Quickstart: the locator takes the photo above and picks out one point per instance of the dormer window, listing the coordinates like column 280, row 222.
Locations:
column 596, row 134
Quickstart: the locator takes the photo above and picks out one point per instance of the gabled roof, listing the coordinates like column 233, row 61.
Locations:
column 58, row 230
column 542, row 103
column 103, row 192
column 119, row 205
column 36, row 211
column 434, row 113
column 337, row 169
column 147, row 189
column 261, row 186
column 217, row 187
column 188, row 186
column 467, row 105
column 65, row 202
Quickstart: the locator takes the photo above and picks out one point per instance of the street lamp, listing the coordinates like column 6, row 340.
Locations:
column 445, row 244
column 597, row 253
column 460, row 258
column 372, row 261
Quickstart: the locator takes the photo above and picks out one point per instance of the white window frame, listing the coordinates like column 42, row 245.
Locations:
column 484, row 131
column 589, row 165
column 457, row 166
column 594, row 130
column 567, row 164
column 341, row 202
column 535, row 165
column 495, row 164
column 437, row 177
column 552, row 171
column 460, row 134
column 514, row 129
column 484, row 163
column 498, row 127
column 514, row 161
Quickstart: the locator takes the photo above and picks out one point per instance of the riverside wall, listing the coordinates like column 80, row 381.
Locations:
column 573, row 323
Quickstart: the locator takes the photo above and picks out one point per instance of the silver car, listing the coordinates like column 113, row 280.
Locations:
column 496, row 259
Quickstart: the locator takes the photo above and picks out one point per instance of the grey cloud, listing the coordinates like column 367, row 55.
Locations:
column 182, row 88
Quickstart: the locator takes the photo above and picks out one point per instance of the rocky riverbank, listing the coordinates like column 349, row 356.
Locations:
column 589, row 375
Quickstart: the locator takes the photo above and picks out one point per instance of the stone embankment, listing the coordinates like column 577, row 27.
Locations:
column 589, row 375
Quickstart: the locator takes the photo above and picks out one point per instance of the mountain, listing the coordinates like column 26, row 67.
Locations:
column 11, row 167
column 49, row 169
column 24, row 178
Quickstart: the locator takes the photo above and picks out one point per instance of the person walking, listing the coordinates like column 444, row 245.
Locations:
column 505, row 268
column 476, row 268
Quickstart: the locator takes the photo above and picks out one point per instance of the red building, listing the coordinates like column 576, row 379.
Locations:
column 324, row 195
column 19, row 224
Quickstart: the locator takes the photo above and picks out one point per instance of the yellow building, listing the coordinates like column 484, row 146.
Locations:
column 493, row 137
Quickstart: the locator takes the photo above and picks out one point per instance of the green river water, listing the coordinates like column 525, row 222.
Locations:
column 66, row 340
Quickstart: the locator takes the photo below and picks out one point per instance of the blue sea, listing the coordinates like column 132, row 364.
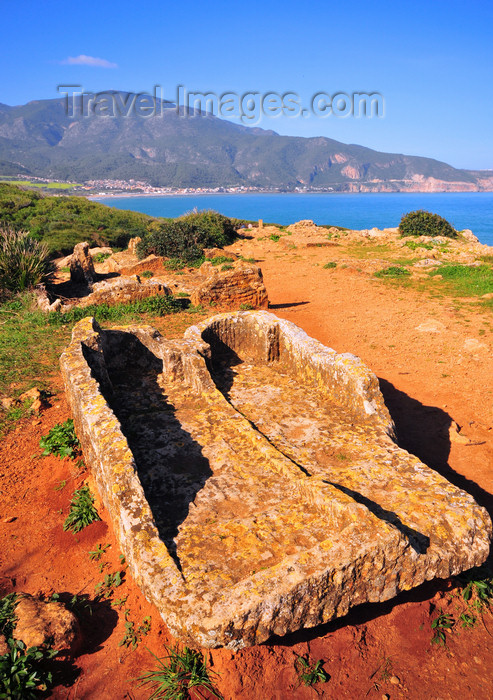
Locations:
column 473, row 210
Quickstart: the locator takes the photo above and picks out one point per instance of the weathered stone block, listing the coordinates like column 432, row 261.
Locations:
column 253, row 478
column 122, row 290
column 81, row 265
column 243, row 284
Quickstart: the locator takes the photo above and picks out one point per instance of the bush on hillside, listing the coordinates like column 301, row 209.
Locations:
column 424, row 223
column 186, row 237
column 24, row 262
column 61, row 222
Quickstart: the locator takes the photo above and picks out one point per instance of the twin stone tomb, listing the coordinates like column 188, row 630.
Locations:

= = = = =

Exercise instructions:
Copy out the records word for word, from the line containing "26, row 67." through the line containing "column 24, row 178".

Full answer:
Quickstart: the locator takes the photo above and picks out one point per instance of the mountain, listing the coordinates like column 26, row 67.
Locations:
column 11, row 167
column 49, row 169
column 24, row 178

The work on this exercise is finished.